Provided entries:
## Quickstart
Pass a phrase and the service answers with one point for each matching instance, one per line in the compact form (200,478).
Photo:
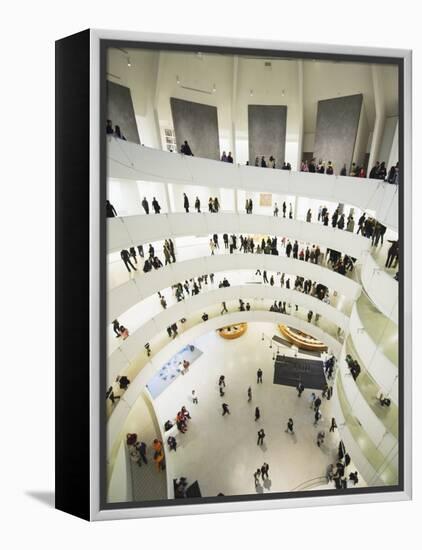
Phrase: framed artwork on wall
(234,298)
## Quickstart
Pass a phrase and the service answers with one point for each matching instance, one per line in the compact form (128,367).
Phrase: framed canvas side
(97,307)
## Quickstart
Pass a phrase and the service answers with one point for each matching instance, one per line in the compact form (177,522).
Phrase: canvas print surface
(252,276)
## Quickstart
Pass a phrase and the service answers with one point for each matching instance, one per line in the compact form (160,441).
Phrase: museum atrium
(236,253)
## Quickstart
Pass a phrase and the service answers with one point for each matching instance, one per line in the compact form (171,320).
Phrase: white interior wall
(203,193)
(327,80)
(361,137)
(124,196)
(277,85)
(394,151)
(308,142)
(151,189)
(140,77)
(388,139)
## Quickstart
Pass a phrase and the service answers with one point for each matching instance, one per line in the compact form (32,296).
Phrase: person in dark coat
(156,206)
(261,436)
(145,205)
(392,254)
(374,171)
(124,254)
(186,150)
(109,127)
(295,250)
(111,211)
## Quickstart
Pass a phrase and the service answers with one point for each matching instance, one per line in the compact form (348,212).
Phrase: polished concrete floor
(221,452)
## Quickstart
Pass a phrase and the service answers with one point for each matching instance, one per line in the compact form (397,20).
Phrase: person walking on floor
(156,205)
(317,417)
(300,387)
(290,425)
(333,424)
(116,327)
(185,202)
(124,254)
(225,409)
(261,436)
(320,438)
(145,205)
(111,211)
(264,470)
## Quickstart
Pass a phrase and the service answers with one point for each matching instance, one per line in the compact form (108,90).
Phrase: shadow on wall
(121,112)
(198,124)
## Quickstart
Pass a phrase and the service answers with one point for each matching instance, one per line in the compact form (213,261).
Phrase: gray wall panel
(336,130)
(198,124)
(120,110)
(267,132)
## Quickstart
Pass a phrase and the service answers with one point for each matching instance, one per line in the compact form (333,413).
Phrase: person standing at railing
(110,210)
(145,205)
(156,205)
(373,174)
(186,150)
(264,471)
(186,203)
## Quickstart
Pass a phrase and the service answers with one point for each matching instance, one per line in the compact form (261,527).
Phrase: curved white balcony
(196,327)
(381,435)
(134,230)
(146,310)
(376,346)
(375,464)
(382,289)
(134,162)
(123,352)
(123,297)
(369,390)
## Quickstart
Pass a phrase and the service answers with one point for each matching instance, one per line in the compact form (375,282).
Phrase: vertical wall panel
(198,124)
(267,132)
(336,130)
(120,110)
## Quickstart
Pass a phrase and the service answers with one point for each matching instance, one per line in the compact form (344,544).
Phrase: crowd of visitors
(378,171)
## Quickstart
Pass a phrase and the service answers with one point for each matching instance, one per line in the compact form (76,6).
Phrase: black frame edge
(72,334)
(106,43)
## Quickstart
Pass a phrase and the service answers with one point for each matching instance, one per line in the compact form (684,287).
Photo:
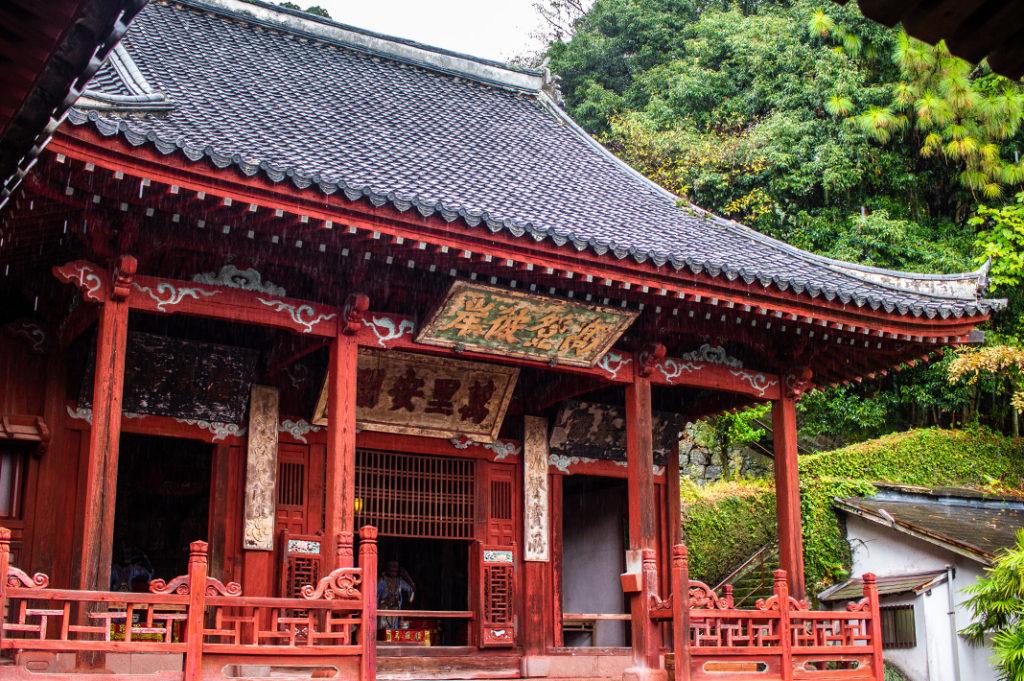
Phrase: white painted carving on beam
(246,280)
(302,315)
(386,330)
(167,294)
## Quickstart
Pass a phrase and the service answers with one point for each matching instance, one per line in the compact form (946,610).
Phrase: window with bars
(408,495)
(898,627)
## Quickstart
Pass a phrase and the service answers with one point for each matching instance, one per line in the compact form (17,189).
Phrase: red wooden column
(642,529)
(104,437)
(791,541)
(340,483)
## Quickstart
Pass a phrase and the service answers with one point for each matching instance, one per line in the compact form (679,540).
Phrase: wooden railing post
(368,565)
(871,594)
(681,611)
(649,570)
(4,564)
(343,551)
(784,633)
(197,610)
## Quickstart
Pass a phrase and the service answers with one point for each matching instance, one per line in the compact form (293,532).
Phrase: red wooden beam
(791,542)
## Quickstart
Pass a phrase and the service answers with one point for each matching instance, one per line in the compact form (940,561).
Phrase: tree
(1005,364)
(997,604)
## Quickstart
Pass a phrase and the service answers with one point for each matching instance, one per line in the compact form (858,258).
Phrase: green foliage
(727,521)
(826,554)
(719,433)
(724,522)
(1003,240)
(932,457)
(997,604)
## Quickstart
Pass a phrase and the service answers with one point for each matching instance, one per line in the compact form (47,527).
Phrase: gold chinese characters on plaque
(522,325)
(419,394)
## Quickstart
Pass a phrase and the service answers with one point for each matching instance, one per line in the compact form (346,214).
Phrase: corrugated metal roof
(888,586)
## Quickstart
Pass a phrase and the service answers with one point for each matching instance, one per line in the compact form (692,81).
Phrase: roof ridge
(486,72)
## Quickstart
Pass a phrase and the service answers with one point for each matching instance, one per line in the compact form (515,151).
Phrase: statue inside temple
(393,591)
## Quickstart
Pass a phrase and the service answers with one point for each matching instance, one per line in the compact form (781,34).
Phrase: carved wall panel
(261,470)
(535,466)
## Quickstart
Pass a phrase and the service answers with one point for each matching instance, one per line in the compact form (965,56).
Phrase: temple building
(275,281)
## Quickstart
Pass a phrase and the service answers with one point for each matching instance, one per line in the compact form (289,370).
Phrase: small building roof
(333,109)
(888,586)
(961,522)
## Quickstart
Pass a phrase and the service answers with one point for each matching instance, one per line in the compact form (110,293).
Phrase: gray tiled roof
(270,93)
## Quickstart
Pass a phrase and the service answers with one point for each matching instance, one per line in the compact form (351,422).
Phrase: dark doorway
(163,504)
(593,557)
(438,569)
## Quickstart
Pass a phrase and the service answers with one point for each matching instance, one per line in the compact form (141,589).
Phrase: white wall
(887,552)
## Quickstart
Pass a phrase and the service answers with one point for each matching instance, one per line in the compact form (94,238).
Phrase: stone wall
(702,466)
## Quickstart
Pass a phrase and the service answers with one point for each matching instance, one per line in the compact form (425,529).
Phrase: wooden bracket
(351,316)
(799,381)
(124,271)
(648,357)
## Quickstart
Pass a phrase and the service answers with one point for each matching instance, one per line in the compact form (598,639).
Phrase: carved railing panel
(336,618)
(782,633)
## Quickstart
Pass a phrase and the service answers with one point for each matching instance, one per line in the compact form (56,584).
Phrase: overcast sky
(496,29)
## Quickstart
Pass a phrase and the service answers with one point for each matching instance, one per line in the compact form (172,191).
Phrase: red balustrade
(335,618)
(781,638)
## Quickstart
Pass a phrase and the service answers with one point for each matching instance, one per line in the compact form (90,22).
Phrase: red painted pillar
(642,530)
(340,483)
(791,541)
(104,439)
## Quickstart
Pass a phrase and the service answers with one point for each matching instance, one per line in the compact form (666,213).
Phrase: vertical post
(641,492)
(340,483)
(871,594)
(4,564)
(343,551)
(791,541)
(681,611)
(104,438)
(672,485)
(784,631)
(197,609)
(368,563)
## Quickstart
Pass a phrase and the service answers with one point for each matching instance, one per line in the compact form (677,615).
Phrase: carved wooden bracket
(356,305)
(124,271)
(798,382)
(89,278)
(648,357)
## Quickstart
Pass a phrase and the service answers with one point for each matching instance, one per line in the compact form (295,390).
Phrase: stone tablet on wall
(183,379)
(598,431)
(522,325)
(420,394)
(261,470)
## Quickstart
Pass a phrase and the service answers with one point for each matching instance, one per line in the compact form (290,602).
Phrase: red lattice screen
(407,495)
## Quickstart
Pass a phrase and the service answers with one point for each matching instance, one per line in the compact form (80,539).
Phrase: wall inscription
(522,325)
(535,470)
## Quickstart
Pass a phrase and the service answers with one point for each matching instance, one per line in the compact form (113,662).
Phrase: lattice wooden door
(496,557)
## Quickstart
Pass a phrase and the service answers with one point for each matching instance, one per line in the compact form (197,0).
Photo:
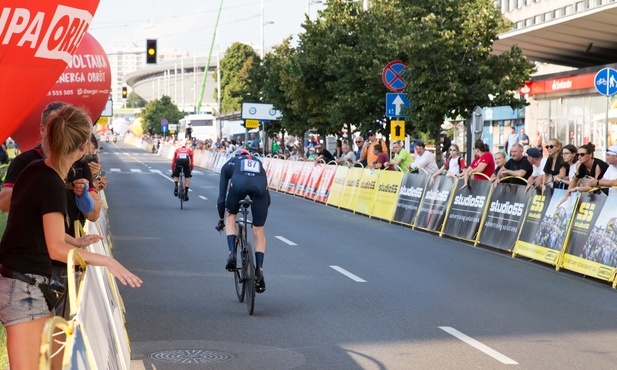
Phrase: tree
(239,59)
(135,101)
(156,110)
(451,69)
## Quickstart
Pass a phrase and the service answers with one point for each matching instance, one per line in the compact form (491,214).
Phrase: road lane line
(284,240)
(480,346)
(348,274)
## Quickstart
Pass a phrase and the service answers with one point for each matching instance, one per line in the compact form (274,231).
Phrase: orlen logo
(61,39)
(560,85)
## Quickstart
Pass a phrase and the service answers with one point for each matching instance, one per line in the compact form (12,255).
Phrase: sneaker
(231,262)
(260,283)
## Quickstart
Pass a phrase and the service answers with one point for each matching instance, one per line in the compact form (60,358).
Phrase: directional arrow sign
(395,104)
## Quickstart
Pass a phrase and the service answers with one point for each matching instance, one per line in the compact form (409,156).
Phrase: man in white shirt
(610,176)
(424,159)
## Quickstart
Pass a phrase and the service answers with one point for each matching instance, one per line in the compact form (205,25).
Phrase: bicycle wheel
(238,274)
(249,282)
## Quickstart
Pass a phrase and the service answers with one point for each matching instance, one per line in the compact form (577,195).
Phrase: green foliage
(135,101)
(239,60)
(156,110)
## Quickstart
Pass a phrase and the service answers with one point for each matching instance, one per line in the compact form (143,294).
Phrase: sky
(189,24)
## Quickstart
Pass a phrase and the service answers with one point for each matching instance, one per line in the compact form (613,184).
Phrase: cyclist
(183,160)
(245,175)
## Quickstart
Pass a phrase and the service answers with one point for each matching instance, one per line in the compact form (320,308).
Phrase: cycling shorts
(184,166)
(260,197)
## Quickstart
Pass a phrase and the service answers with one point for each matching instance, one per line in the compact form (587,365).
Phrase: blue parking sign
(606,81)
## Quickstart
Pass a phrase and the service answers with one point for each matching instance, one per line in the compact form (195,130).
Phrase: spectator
(534,156)
(348,156)
(454,166)
(517,169)
(511,139)
(524,139)
(500,160)
(482,166)
(554,162)
(424,159)
(323,154)
(402,158)
(569,166)
(381,160)
(610,176)
(35,235)
(359,141)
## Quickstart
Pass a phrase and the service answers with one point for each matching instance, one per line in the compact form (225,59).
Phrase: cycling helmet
(240,152)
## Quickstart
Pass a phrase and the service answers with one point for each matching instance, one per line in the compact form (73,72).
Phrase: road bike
(181,187)
(244,276)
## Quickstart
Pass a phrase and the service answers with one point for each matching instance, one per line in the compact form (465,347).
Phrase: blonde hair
(68,128)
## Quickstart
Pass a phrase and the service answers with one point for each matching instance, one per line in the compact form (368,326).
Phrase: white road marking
(480,346)
(353,277)
(284,240)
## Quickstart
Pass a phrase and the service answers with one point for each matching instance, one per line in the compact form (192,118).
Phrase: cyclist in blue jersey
(244,175)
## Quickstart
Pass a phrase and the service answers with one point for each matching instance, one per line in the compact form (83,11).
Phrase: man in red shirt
(183,160)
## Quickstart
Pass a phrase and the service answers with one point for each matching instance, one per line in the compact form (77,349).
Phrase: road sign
(392,76)
(251,123)
(606,81)
(397,130)
(395,104)
(260,111)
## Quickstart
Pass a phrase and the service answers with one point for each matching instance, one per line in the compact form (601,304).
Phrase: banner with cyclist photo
(326,181)
(387,192)
(410,197)
(435,204)
(592,244)
(366,192)
(312,184)
(508,204)
(351,187)
(544,230)
(335,197)
(468,206)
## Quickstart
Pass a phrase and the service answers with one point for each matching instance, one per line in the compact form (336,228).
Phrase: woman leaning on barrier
(35,235)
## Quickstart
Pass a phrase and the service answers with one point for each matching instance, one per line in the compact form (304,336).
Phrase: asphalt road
(343,291)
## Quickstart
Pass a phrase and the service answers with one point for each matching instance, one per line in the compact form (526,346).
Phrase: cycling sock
(231,242)
(259,259)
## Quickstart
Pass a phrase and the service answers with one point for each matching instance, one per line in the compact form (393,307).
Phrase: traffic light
(151,51)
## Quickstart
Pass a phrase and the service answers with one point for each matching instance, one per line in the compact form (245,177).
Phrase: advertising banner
(366,192)
(410,197)
(326,181)
(504,216)
(387,193)
(351,188)
(314,180)
(434,204)
(591,248)
(291,177)
(468,206)
(544,231)
(338,186)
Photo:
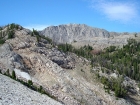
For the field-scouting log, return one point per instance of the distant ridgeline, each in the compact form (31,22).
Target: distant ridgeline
(8,31)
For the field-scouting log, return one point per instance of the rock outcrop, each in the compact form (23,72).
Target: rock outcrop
(81,34)
(14,93)
(65,76)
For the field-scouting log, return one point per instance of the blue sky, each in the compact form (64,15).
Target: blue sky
(112,15)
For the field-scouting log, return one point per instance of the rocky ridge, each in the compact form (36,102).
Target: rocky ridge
(59,73)
(81,34)
(14,93)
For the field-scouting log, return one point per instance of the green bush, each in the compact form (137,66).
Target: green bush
(2,41)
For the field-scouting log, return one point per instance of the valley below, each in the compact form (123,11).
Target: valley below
(72,64)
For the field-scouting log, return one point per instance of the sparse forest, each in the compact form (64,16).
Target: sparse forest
(126,60)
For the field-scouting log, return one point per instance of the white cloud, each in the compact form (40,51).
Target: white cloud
(118,11)
(37,27)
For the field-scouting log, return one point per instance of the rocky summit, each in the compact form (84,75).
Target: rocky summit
(81,34)
(69,79)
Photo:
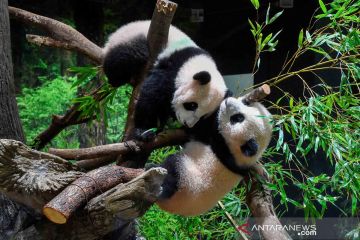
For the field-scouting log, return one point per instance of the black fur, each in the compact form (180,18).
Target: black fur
(206,131)
(125,61)
(250,148)
(203,77)
(153,108)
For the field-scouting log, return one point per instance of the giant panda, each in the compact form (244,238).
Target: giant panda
(184,82)
(222,150)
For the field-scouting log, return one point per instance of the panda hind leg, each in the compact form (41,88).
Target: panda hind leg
(171,181)
(125,62)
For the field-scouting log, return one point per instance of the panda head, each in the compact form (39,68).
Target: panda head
(199,90)
(246,129)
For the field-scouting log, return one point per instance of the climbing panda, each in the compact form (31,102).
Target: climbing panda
(184,82)
(223,148)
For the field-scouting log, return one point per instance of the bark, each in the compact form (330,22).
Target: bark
(259,200)
(89,20)
(13,216)
(59,209)
(61,32)
(34,178)
(168,138)
(10,126)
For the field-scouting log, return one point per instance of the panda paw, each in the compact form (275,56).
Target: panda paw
(145,135)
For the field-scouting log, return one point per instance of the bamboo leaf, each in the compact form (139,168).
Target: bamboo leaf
(322,6)
(275,17)
(301,38)
(267,15)
(255,3)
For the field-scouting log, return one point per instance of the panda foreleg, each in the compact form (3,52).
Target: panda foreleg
(153,107)
(171,181)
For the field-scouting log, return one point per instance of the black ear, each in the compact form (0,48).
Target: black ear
(203,77)
(250,148)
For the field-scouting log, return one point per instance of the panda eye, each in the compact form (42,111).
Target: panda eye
(190,106)
(237,118)
(245,102)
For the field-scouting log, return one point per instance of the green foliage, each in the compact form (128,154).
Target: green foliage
(116,112)
(157,224)
(326,123)
(36,106)
(263,44)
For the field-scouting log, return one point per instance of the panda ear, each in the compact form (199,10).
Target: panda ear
(203,77)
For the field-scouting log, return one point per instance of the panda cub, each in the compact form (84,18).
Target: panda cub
(211,164)
(184,82)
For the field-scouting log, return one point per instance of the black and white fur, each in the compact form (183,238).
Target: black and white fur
(183,83)
(211,164)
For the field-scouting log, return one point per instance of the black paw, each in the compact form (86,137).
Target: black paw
(151,165)
(250,148)
(145,135)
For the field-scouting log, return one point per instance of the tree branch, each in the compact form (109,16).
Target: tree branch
(157,39)
(168,138)
(259,200)
(33,178)
(59,209)
(257,94)
(62,35)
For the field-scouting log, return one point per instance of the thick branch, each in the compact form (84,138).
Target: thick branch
(59,209)
(259,200)
(31,177)
(63,34)
(168,138)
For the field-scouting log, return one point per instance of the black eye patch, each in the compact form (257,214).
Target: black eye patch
(190,106)
(237,118)
(203,77)
(250,148)
(246,102)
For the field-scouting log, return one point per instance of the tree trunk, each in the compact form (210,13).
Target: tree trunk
(89,20)
(10,126)
(13,217)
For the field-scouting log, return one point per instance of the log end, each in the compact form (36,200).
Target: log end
(54,215)
(266,89)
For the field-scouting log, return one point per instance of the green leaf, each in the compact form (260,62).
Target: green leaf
(251,24)
(322,6)
(267,15)
(275,17)
(255,3)
(301,38)
(308,36)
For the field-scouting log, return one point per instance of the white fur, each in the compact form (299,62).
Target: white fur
(176,40)
(208,96)
(204,180)
(256,125)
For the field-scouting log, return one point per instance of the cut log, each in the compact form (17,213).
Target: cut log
(59,209)
(32,177)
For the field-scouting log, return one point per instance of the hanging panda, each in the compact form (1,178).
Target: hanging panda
(184,82)
(211,164)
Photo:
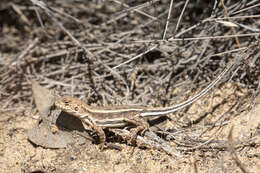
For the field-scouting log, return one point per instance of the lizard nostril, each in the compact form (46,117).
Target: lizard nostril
(76,108)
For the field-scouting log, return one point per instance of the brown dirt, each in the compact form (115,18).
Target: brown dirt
(174,70)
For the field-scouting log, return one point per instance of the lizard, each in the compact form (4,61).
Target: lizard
(120,116)
(99,118)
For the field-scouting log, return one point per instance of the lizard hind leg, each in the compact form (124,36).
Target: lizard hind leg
(101,135)
(141,127)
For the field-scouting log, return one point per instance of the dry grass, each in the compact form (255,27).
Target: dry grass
(154,53)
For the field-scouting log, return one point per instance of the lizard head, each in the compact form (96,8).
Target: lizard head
(70,105)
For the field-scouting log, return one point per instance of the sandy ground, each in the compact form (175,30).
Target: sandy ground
(20,155)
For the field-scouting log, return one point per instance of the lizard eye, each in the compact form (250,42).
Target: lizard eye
(76,108)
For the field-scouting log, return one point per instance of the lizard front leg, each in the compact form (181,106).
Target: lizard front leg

How to complete this task: Search the data above for the word "front". Copy each line it is in.

The answer:
For the field-scouting log, return one point per instance of the lizard front leg, each in the compact form (181,106).
Target: lizard front leg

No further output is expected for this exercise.